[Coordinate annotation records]
* * *
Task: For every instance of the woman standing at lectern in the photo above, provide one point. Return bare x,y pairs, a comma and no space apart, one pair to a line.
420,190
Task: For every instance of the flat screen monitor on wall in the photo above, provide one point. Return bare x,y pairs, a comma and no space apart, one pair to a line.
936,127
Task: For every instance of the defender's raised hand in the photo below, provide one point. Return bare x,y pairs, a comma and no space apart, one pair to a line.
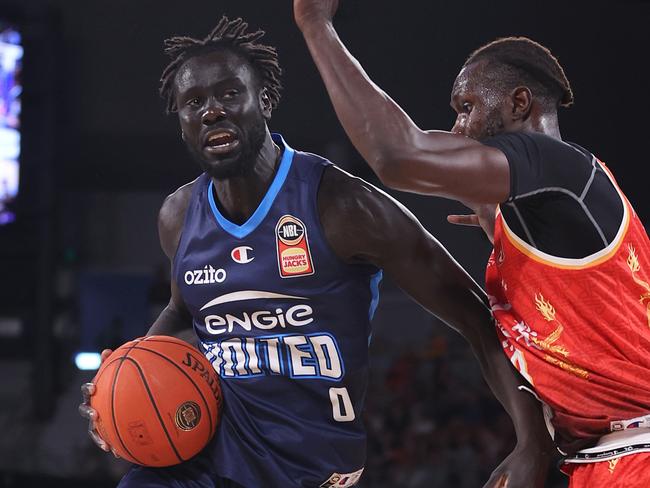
309,12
* * *
* **Work required**
Output every line of the records above without any changes, leaving out the pictures.

* **Correct response**
Task: For every instance of the woman standing at lectern in the photo above, provide one point. Return bare x,y pairs, a comma and no space apart, one pair to a line.
420,190
Task: For every instance of the flat screen monitor on wall in the photo above, provide one point. Return bare x,y pairs, a comma and no space apart, one pair to a line.
936,127
Task: For every instance of the defender's raised hand in the photo below, provide one point. Return bare x,y pairs, a comma and no space apart, one pair to a line.
309,12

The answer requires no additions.